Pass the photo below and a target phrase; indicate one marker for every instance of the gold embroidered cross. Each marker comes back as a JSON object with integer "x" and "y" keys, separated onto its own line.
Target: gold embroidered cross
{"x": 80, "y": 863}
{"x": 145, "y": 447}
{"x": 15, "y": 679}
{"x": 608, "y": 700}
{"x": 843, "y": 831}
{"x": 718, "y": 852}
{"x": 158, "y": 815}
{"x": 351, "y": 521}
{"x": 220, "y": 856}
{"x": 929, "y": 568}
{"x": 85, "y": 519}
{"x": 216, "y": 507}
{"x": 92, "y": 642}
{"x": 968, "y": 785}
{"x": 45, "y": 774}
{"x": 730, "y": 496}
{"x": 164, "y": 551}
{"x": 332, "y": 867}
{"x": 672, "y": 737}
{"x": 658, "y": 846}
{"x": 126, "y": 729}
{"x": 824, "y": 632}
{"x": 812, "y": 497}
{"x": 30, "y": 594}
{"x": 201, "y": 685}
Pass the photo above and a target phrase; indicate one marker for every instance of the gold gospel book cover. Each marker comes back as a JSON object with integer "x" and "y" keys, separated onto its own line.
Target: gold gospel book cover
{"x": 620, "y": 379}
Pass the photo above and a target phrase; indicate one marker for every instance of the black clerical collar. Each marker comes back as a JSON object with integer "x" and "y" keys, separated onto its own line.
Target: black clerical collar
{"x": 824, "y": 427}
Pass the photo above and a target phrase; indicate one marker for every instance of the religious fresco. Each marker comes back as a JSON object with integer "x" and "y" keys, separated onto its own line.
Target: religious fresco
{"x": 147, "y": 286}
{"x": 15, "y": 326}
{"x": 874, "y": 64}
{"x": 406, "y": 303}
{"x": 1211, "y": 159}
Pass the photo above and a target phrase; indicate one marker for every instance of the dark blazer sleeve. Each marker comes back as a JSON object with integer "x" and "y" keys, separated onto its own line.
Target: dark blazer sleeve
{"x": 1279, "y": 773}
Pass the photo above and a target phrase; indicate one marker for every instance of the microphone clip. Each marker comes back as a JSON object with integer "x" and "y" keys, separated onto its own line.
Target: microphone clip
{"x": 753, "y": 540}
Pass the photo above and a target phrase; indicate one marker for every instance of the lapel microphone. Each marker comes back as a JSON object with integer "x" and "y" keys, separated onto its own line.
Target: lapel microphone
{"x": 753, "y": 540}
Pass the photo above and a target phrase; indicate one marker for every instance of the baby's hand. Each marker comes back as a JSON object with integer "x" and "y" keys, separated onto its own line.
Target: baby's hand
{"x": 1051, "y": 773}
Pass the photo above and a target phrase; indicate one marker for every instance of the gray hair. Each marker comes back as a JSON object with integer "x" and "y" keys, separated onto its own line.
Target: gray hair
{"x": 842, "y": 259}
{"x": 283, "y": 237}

========

* Problem requirements
Copy the data verbatim, beginning at the line that contains "of the gray" and continuing through the end of the data.

* Problem solution
Pass the photo above and a target phrase; indicate one marker for every instance of the gray hair. Each marker comes back as a JSON object with integer "x" and "y" keys, separated onto its own line.
Target: gray hair
{"x": 842, "y": 259}
{"x": 283, "y": 237}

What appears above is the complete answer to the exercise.